Generative AI for Agent Augmentation: Agents Models not Language Models
Generative AI and Large Language Models (LLMs) have made massive waves in the consumer and enterprise technology news due to the remarkable capabilities of tools like ChatGPT and GPT4. The models provide fluent text that integrate reasoning into their responses based on the knowledge they have absorbed from the huge volume of general documents they are trained on. Not surprisingly, their use in chatbots has been one of the most active development areas for enterprise businesses.
While increasing containment of calls can save call centers dollars, the primary cost is still front line agents who must handle the most challenging calls and customers (otherwise a bot would have handled it). At ASAPP, we already have many tools that assist the agent when handling a live call. AutoCompose helps agents craft messages and significantly increases throughput in the call center while increasing CSAT in tandem. AutoSummary helps automate dispositioning steps for agents. Both use Generative AI models, in some cases for approximately five years.
However, agents spend their time doing much more than just writing messages to customers. They must execute actions on the customer’s behalf (e.g., change a seat on a flight or schedule a technician visit) as well as follow flows and instructions in knowledge base articles to be compliant when handling issues with safety or business regulations. To do this agents use a large number of tools. These tools are rarely homogeneous but are a frankenstack of vendors and user interfaces. On top of that, agents handling digital calls are usually managing more than one issue at a time, which leads to a huge number of applications open at once. Any model that focuses only on the text of a conversation and not all the actions the agent is executing is leaving a huge amount of headroom on the floor. For many of our customers agents can spend upwards of 60% of their time on tools outside of the conversation!!

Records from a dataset
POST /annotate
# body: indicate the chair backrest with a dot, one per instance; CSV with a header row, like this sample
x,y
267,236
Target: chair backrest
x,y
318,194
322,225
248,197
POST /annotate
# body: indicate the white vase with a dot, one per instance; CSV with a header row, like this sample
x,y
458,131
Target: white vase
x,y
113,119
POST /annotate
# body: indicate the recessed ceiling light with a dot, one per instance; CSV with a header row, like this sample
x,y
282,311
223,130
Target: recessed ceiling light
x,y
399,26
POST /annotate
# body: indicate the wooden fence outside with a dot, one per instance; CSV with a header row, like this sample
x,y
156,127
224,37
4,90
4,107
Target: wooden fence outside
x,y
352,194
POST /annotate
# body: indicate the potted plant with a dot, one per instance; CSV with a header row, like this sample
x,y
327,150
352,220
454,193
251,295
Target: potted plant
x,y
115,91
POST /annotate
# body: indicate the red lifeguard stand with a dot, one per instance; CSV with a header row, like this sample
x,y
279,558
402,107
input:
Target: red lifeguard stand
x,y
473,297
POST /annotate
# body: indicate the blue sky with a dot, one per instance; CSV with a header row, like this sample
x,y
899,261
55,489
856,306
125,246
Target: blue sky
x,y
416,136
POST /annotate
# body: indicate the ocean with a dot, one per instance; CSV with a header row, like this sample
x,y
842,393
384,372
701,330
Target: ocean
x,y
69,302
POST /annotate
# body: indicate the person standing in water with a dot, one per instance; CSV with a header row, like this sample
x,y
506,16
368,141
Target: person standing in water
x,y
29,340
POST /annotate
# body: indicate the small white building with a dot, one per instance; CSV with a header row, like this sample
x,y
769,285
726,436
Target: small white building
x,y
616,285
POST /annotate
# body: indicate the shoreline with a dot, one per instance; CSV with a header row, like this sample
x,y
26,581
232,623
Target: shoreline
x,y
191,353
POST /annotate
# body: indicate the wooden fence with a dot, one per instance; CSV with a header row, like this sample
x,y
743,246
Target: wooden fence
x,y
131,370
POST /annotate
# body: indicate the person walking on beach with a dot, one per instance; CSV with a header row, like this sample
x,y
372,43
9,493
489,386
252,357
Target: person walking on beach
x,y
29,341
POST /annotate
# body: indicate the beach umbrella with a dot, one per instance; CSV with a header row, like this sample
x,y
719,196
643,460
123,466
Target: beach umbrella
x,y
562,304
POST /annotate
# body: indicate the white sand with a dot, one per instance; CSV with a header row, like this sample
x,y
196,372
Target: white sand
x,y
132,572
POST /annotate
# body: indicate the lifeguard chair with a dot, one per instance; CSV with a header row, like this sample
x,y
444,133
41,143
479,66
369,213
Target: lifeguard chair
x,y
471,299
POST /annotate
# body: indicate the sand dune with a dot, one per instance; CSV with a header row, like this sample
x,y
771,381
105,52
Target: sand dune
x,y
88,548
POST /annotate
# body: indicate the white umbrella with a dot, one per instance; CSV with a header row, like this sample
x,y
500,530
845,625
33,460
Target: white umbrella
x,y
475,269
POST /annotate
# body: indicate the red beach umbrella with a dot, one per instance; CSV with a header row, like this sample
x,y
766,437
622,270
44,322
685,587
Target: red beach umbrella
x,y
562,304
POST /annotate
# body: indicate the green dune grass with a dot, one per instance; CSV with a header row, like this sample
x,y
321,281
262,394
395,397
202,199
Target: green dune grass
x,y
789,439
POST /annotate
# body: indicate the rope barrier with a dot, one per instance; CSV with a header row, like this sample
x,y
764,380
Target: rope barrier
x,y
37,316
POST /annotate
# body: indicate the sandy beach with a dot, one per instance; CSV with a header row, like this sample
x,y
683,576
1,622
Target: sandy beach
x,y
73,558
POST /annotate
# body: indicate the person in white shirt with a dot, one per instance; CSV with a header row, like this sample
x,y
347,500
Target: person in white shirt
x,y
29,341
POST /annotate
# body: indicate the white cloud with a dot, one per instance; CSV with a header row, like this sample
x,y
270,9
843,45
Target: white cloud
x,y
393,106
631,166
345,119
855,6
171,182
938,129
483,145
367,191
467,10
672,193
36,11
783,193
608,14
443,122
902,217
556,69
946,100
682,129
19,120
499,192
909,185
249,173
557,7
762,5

• Work required: Please proceed with the article on generative AI for contact center agents, picking up after its final sentence. These rows have no connection to the article on generative AI for agent augmentation.

• Task result:
Thus, to truly augment the agent a model must not just be a Language Model – it must be an Agent Model. That is, it needs to be a multimodal model that operates not just on the text of the conversation, but also on all the information the agent is currently interacting with as well as information hidden in business documents and logic that are salient for the issues at hand. At ASAPP, we have already invested in understanding the data stream of all agent actions and have used that data stream to build multimodal models that can improve augmentation for an agent. There is an amazing synergy when using this data. First, conditioning on the agent action data stream allows us to better improve our predictions of what the agent should say and do next. Conversely, information from the conversation feeds into what actions the agent should do, i.e., ‘I need to book a flight from New York to San Fran tomorrow in the morning’ allows the model to predict a flight search action, populate the origin city with ‘New York’, the destination to ‘San Francisco’ and the date as a day from today and execute that command.
Varying levels of experience with internal tools will impact how consistently advisors are solving customer problems. We commonly see less tenured representatives reaching out to their colleagues more often after getting stuck using an internal tool, spending more time searching for knowledge base articles, and switching back and forth more often between screens when handling workflows. Agent models can help newer agents become more comfortable and guide them to more effectively use their tools.
A core aspect of ASAPP’s mission is to ‘multiply agent productivity’. This can only be achieved in its fullest with Agent Models and not just Language Models.